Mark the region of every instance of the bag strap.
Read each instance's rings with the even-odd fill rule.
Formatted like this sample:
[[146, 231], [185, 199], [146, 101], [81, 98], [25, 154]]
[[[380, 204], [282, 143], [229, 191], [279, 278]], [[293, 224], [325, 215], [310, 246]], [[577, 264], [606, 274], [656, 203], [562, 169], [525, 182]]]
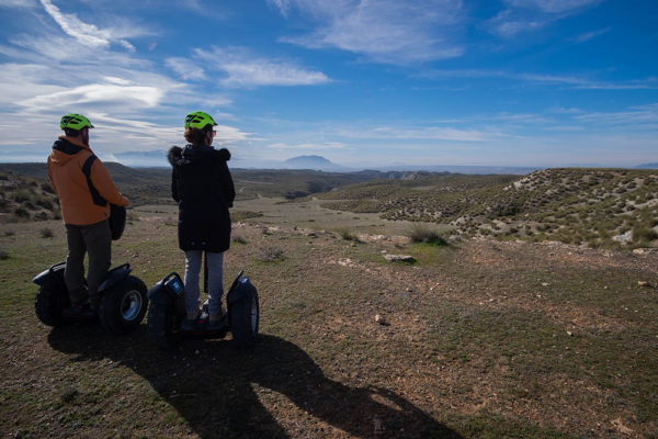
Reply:
[[82, 173], [84, 173], [84, 177], [87, 177], [87, 185], [89, 187], [89, 192], [91, 192], [91, 200], [93, 201], [93, 204], [105, 207], [107, 205], [107, 200], [101, 196], [99, 191], [91, 182], [91, 166], [95, 159], [97, 156], [92, 154], [87, 158], [87, 160], [84, 160], [84, 165], [82, 165]]

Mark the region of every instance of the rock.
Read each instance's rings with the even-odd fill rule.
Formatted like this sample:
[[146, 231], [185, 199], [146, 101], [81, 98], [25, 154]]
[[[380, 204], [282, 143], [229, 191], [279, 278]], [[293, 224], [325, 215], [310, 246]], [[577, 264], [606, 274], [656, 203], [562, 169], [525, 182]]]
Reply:
[[389, 262], [416, 262], [409, 255], [384, 255], [384, 258]]

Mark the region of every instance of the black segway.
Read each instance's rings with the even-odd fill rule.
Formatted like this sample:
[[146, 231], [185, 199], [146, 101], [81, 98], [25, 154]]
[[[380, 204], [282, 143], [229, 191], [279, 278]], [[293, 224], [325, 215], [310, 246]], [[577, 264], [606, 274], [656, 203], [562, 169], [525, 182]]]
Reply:
[[[34, 301], [36, 316], [48, 326], [95, 320], [95, 316], [72, 317], [66, 314], [70, 301], [64, 282], [65, 267], [66, 262], [56, 263], [32, 280], [39, 285]], [[127, 334], [139, 326], [148, 307], [146, 285], [139, 278], [131, 275], [131, 271], [129, 263], [113, 268], [99, 286], [101, 303], [98, 319], [114, 334]]]
[[[186, 317], [183, 281], [175, 272], [164, 277], [148, 292], [147, 328], [151, 341], [162, 349], [171, 349], [180, 338], [224, 338], [230, 331], [238, 347], [253, 346], [259, 325], [258, 291], [243, 274], [240, 271], [226, 294], [226, 318], [215, 327], [201, 322], [202, 325], [188, 331], [181, 329]], [[207, 317], [207, 311], [200, 318], [206, 318], [203, 315]]]

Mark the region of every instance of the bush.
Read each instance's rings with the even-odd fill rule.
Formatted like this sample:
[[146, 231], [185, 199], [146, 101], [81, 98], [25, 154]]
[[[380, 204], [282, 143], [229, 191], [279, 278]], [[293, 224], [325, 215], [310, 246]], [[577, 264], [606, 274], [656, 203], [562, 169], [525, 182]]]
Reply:
[[648, 243], [654, 239], [658, 239], [658, 233], [653, 228], [634, 227], [633, 228], [633, 240], [636, 243]]
[[16, 210], [14, 210], [14, 215], [16, 215], [19, 218], [29, 218], [30, 212], [27, 212], [23, 207], [18, 207]]
[[340, 235], [340, 237], [344, 240], [353, 240], [354, 243], [361, 243], [359, 240], [359, 237], [349, 228], [339, 228], [337, 232]]
[[231, 240], [237, 244], [247, 244], [247, 238], [245, 238], [242, 235], [234, 235]]
[[258, 260], [261, 262], [272, 262], [277, 259], [283, 259], [283, 250], [274, 246], [262, 247], [258, 255]]
[[435, 246], [446, 246], [447, 241], [439, 233], [426, 225], [415, 224], [408, 234], [411, 243], [426, 243]]
[[36, 201], [36, 205], [39, 207], [44, 207], [47, 211], [53, 210], [53, 202], [50, 200], [39, 199]]

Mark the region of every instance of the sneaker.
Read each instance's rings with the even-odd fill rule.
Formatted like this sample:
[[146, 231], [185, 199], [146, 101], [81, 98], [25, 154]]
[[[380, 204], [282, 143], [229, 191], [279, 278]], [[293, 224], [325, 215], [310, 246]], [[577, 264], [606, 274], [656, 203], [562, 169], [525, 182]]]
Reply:
[[228, 328], [228, 316], [226, 315], [226, 313], [222, 314], [222, 317], [219, 317], [219, 319], [209, 319], [207, 320], [207, 325], [206, 325], [206, 329], [211, 330], [211, 331], [216, 331], [216, 330], [224, 330]]
[[61, 311], [61, 315], [68, 318], [78, 318], [83, 320], [92, 320], [99, 316], [99, 311], [93, 308], [89, 302], [80, 304], [71, 304]]

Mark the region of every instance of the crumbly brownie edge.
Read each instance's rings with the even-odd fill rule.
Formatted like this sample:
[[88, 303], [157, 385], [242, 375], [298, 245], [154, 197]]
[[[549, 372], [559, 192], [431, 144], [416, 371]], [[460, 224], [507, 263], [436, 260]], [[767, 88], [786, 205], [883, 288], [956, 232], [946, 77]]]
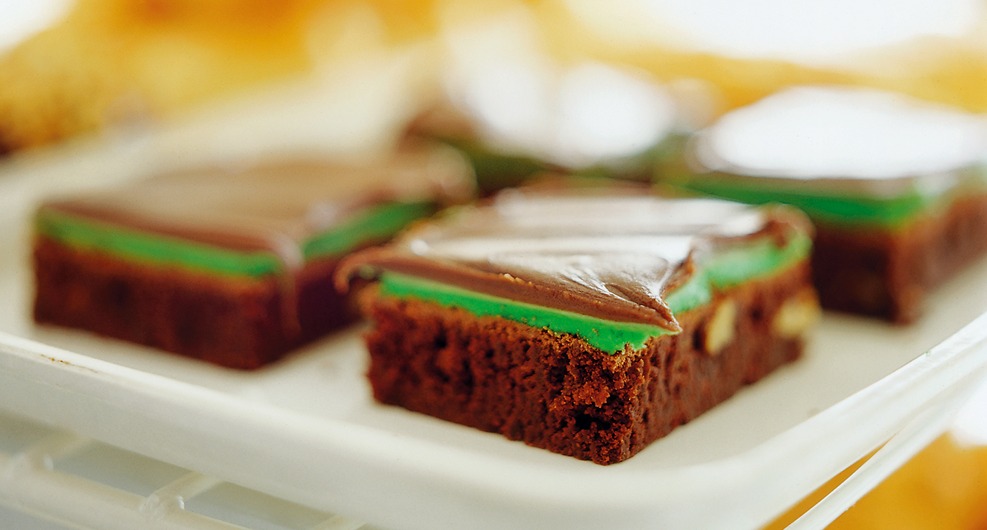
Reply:
[[987, 193], [899, 230], [818, 223], [812, 271], [826, 309], [910, 324], [928, 293], [987, 252]]
[[36, 322], [230, 368], [269, 364], [355, 318], [351, 304], [333, 285], [335, 261], [307, 266], [293, 277], [293, 285], [279, 284], [286, 280], [134, 264], [38, 236], [33, 262]]
[[[368, 377], [381, 403], [613, 464], [797, 358], [801, 336], [780, 336], [776, 317], [786, 302], [815, 308], [808, 281], [802, 263], [748, 282], [679, 315], [682, 333], [616, 355], [571, 335], [368, 289]], [[729, 303], [728, 341], [710, 353], [707, 343], [723, 339], [711, 339], [712, 323]]]

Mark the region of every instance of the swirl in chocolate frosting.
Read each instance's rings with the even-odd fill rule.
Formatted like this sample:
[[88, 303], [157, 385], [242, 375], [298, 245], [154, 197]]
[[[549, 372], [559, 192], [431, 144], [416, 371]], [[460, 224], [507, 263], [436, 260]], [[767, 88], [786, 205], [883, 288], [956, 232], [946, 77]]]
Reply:
[[715, 199], [515, 191], [351, 256], [338, 279], [369, 266], [677, 332], [664, 295], [720, 250], [784, 232], [776, 217]]

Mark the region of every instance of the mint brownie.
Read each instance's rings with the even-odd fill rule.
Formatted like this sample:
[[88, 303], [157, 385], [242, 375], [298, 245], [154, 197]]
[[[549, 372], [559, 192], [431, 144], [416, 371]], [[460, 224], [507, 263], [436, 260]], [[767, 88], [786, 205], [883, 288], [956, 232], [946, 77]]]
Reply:
[[987, 251], [982, 118], [871, 90], [798, 88], [724, 115], [692, 142], [678, 189], [785, 202], [816, 226], [822, 306], [908, 324]]
[[598, 464], [797, 358], [818, 312], [786, 207], [509, 190], [341, 264], [384, 404]]
[[38, 323], [253, 369], [346, 323], [340, 258], [468, 192], [449, 151], [172, 173], [37, 213]]

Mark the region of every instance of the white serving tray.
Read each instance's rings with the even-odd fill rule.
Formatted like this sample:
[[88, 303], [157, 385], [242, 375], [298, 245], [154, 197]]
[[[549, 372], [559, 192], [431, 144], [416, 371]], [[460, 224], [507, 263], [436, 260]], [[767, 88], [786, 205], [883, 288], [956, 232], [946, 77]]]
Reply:
[[31, 212], [140, 174], [146, 162], [120, 153], [0, 177], [0, 408], [395, 530], [750, 530], [887, 442], [797, 523], [821, 528], [941, 433], [987, 364], [981, 263], [911, 328], [826, 315], [802, 359], [601, 467], [374, 404], [358, 327], [253, 373], [38, 328]]

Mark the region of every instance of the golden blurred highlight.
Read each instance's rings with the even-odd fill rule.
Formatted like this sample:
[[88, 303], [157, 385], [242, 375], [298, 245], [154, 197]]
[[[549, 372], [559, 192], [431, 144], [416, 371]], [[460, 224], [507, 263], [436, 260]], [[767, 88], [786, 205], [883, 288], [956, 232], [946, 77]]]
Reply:
[[[807, 66], [784, 60], [727, 57], [645, 41], [635, 38], [635, 30], [627, 24], [607, 24], [602, 17], [594, 16], [592, 9], [576, 13], [572, 5], [614, 10], [592, 1], [539, 2], [538, 18], [556, 55], [569, 61], [592, 57], [636, 66], [666, 82], [707, 80], [721, 91], [721, 112], [752, 104], [788, 87], [809, 84], [886, 89], [975, 113], [987, 112], [987, 45], [982, 37], [987, 30], [983, 30], [982, 21], [966, 38], [924, 37], [861, 52], [840, 64]], [[656, 28], [655, 32], [661, 30]], [[669, 38], [669, 41], [673, 39], [674, 36]]]
[[[842, 484], [867, 458], [834, 477], [764, 530], [786, 528]], [[985, 529], [987, 447], [961, 445], [949, 433], [827, 526], [827, 530]]]

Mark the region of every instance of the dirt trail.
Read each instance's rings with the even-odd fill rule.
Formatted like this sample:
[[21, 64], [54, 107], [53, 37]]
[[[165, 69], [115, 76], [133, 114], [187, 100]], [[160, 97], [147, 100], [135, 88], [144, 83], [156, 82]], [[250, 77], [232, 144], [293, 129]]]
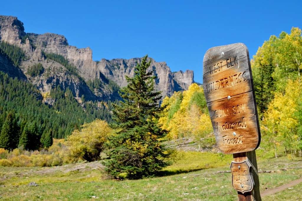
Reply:
[[294, 186], [297, 184], [299, 184], [301, 182], [302, 182], [302, 177], [296, 180], [294, 180], [290, 183], [286, 184], [276, 188], [265, 190], [261, 193], [261, 196], [264, 196], [274, 194], [283, 190], [287, 189], [288, 188], [290, 188], [292, 186]]

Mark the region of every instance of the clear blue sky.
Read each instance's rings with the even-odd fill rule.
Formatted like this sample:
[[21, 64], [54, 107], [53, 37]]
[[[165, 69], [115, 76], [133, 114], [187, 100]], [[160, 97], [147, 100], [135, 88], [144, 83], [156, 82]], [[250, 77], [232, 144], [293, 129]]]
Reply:
[[17, 16], [25, 31], [65, 36], [90, 47], [93, 58], [148, 54], [172, 71], [194, 71], [202, 83], [204, 55], [212, 47], [247, 46], [251, 57], [270, 35], [302, 28], [301, 1], [2, 1], [0, 14]]

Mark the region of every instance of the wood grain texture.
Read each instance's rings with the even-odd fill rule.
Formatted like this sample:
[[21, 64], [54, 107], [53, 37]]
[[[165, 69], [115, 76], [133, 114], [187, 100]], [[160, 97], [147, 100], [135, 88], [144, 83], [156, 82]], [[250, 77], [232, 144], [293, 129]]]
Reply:
[[249, 151], [259, 146], [260, 135], [253, 100], [250, 92], [207, 104], [216, 143], [223, 153]]
[[204, 75], [203, 87], [207, 102], [252, 91], [246, 58], [218, 73]]
[[241, 162], [232, 161], [230, 168], [232, 174], [232, 184], [234, 188], [243, 193], [252, 191], [254, 181], [249, 160]]
[[252, 165], [252, 168], [250, 169], [250, 172], [252, 175], [254, 182], [254, 188], [252, 191], [244, 193], [237, 191], [238, 200], [239, 201], [261, 201], [259, 190], [259, 179], [255, 152], [254, 150], [235, 154], [233, 155], [233, 158], [234, 161], [238, 162], [249, 159]]
[[237, 43], [210, 48], [203, 70], [204, 92], [218, 148], [225, 154], [255, 150], [261, 137], [246, 46]]

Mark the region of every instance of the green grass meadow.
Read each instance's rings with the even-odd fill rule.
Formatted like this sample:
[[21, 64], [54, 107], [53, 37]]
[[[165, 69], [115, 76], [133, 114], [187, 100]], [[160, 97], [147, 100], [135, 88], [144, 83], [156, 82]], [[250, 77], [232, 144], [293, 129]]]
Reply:
[[[82, 168], [71, 171], [69, 169], [75, 165], [62, 168], [1, 167], [0, 200], [237, 199], [232, 186], [231, 173], [216, 172], [229, 170], [231, 155], [180, 152], [178, 157], [173, 165], [163, 170], [162, 176], [137, 180], [113, 180], [106, 177], [101, 168], [85, 164]], [[302, 169], [296, 168], [302, 166], [302, 161], [297, 158], [260, 158], [258, 165], [259, 170], [263, 170], [287, 169], [259, 174], [261, 192], [288, 183], [302, 175]], [[38, 186], [29, 186], [33, 181]], [[298, 193], [302, 190], [302, 184], [293, 187], [262, 197], [262, 200], [300, 200], [302, 197]]]

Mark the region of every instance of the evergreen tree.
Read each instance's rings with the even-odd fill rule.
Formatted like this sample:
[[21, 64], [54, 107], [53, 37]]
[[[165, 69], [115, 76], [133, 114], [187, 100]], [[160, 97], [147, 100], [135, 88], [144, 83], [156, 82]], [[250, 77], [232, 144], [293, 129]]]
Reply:
[[10, 112], [2, 126], [0, 133], [0, 147], [7, 149], [15, 148], [15, 137], [18, 132], [16, 129], [16, 124], [14, 113]]
[[124, 102], [114, 105], [113, 127], [118, 131], [107, 144], [111, 159], [104, 164], [115, 178], [153, 176], [169, 163], [171, 152], [161, 143], [167, 131], [158, 124], [161, 92], [154, 91], [156, 76], [146, 72], [151, 62], [147, 58], [137, 64], [133, 77], [126, 77], [128, 85], [120, 93]]
[[30, 143], [29, 139], [31, 134], [28, 125], [27, 124], [23, 129], [21, 136], [20, 136], [20, 139], [19, 140], [19, 147], [22, 147], [25, 149], [29, 149]]
[[44, 148], [48, 148], [53, 144], [53, 136], [51, 129], [48, 131], [44, 131], [41, 136], [40, 141], [42, 146]]
[[85, 96], [83, 94], [82, 95], [82, 96], [81, 97], [81, 100], [82, 101], [82, 102], [83, 103], [85, 102]]

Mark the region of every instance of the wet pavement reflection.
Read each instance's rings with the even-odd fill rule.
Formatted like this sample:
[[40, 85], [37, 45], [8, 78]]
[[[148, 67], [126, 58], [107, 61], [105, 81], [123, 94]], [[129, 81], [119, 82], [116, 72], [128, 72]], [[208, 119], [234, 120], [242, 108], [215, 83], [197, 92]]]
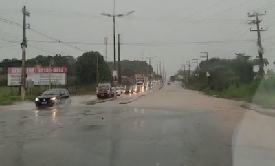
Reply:
[[[219, 118], [217, 115], [195, 116], [193, 114], [196, 113], [188, 110], [96, 105], [1, 111], [0, 163], [186, 165], [186, 162], [197, 160], [190, 152], [198, 148], [198, 143], [206, 141], [202, 136], [196, 136], [204, 127], [198, 126], [197, 121]], [[207, 121], [204, 121], [204, 125], [209, 125]], [[218, 134], [218, 132], [208, 130], [204, 136], [209, 141], [212, 139], [212, 134]], [[230, 149], [223, 151], [229, 156], [230, 152]], [[211, 158], [211, 155], [208, 157]]]

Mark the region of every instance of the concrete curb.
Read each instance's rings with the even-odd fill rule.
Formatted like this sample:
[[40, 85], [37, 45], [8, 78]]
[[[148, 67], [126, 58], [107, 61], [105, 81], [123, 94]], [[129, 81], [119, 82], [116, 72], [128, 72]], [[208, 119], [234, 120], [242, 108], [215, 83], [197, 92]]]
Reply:
[[112, 98], [101, 100], [101, 101], [89, 101], [86, 105], [95, 105], [97, 103], [104, 103], [106, 101], [113, 101], [113, 100], [115, 100], [115, 98]]
[[132, 100], [130, 100], [129, 101], [122, 101], [122, 102], [120, 102], [120, 104], [128, 104], [128, 103], [131, 103], [133, 101], [137, 101], [137, 100], [138, 100], [140, 98], [140, 97], [138, 97], [138, 98], [133, 98]]
[[141, 95], [141, 96], [138, 96], [138, 97], [137, 97], [137, 98], [133, 98], [133, 99], [132, 99], [132, 100], [130, 100], [130, 101], [122, 101], [122, 102], [120, 102], [119, 104], [128, 104], [128, 103], [132, 103], [132, 102], [133, 102], [133, 101], [137, 101], [137, 100], [140, 99], [140, 98], [142, 98], [142, 97], [146, 97], [146, 94], [142, 94], [142, 95]]
[[241, 107], [256, 111], [256, 112], [258, 112], [261, 114], [263, 114], [263, 115], [266, 115], [266, 116], [269, 116], [275, 118], [275, 109], [263, 108], [258, 105], [248, 103], [242, 104], [241, 105]]

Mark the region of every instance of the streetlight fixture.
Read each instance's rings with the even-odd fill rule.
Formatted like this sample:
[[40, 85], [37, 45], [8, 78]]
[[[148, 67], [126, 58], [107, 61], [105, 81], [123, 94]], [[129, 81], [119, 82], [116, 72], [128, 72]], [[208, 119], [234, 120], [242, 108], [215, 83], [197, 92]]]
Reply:
[[201, 52], [201, 54], [206, 54], [206, 56], [202, 56], [201, 58], [206, 58], [206, 60], [208, 60], [208, 52]]
[[152, 73], [151, 73], [151, 59], [155, 59], [155, 58], [157, 58], [157, 56], [153, 56], [153, 57], [145, 57], [146, 59], [149, 59], [149, 83], [151, 83], [151, 75], [152, 75]]
[[117, 80], [116, 80], [116, 17], [124, 17], [124, 16], [129, 16], [134, 12], [134, 11], [131, 11], [125, 14], [115, 14], [115, 11], [116, 11], [116, 0], [113, 1], [113, 14], [109, 14], [107, 13], [101, 13], [101, 15], [102, 16], [107, 16], [107, 17], [113, 17], [113, 63], [114, 63], [114, 70], [113, 72], [116, 73], [115, 76], [115, 81], [114, 81], [114, 85], [115, 85], [115, 94], [114, 94], [114, 98], [116, 98], [116, 84], [117, 84]]

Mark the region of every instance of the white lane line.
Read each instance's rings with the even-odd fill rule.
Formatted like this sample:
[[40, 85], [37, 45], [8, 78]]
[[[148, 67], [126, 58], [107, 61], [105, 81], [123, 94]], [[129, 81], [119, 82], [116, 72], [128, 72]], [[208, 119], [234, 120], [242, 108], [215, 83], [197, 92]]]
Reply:
[[[165, 116], [167, 116], [167, 112], [165, 112]], [[166, 117], [164, 117], [166, 118]], [[164, 129], [165, 129], [165, 120], [164, 120], [163, 121], [163, 124], [162, 124], [162, 134], [164, 134]]]

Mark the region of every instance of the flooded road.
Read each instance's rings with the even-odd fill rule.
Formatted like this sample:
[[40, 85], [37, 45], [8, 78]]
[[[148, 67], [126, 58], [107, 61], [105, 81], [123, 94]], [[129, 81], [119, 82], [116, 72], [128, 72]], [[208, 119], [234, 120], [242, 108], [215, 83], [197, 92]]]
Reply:
[[232, 145], [249, 139], [249, 134], [239, 133], [253, 129], [254, 122], [248, 121], [251, 117], [265, 118], [257, 116], [232, 101], [204, 96], [175, 83], [127, 105], [111, 101], [1, 110], [0, 163], [246, 165], [240, 164], [244, 163], [241, 160], [234, 162], [234, 154], [243, 151], [236, 153]]

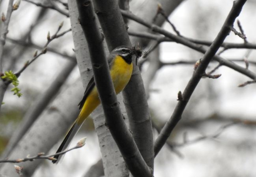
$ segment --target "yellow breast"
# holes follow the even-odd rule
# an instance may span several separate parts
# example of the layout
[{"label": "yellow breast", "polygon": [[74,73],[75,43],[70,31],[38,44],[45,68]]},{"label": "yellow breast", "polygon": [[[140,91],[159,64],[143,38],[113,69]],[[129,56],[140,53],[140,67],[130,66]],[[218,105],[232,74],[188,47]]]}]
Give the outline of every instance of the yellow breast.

-=-=-

Format the lines of the records between the line holding "Mark the region of every instance of the swirl" and the line holding "232], [776, 217]]", inclusive, as a JSON list of strings, one string per line, with blank lines left out.

— The result —
[
  "Mark the region of every instance of the swirl in chocolate frosting.",
  "Read each instance's rings with the even-odd fill rule.",
  "Formatted like this sample:",
  "[[88, 303], [157, 385], [242, 375], [298, 245], [154, 197]]",
  "[[[549, 372], [559, 192], [431, 144], [416, 371]], [[460, 224], [507, 263], [436, 260]], [[767, 88], [786, 205], [883, 288], [956, 232], [946, 77]]]",
  "Reply:",
  "[[715, 199], [515, 191], [351, 256], [338, 279], [369, 266], [677, 332], [664, 295], [720, 250], [784, 232], [776, 217]]"
]